Aim.
Render the entries below as a Markdown table with two columns, Row and Line, giving each line its own numbered row and skipping blank lines. Leave the pictures out.

Records of labeled points
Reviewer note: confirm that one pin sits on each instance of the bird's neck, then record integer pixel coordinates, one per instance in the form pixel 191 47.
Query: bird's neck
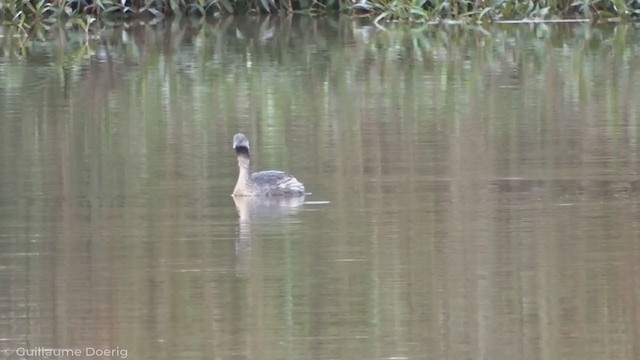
pixel 244 176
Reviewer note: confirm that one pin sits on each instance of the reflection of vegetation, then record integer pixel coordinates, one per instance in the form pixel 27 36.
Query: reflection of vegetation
pixel 115 152
pixel 21 11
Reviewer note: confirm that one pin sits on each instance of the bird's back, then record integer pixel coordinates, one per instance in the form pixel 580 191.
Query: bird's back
pixel 277 183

Solution to the problem.
| Row | Line |
|---|---|
| 1 | Reviewer note: confirm that one pin sits on each instance of the bird's neck, then record integer pixel coordinates, one per instance in the form pixel 191 47. |
| 2 | Query: bird's neck |
| 3 | pixel 244 176 |
| 4 | Reviewer note: confirm that one pin sits on each instance of the reflection of vegetation, then record integer pixel coordinates, one per instance in the form pixel 27 36. |
| 5 | Query: reflection of vegetation |
| 6 | pixel 115 152 |
| 7 | pixel 21 11 |
| 8 | Reviewer note: confirm that one pin sits on each instance of the bird's back, then record integer pixel coordinates, one per instance in the form pixel 580 191. |
| 9 | Query: bird's back |
| 10 | pixel 277 183 |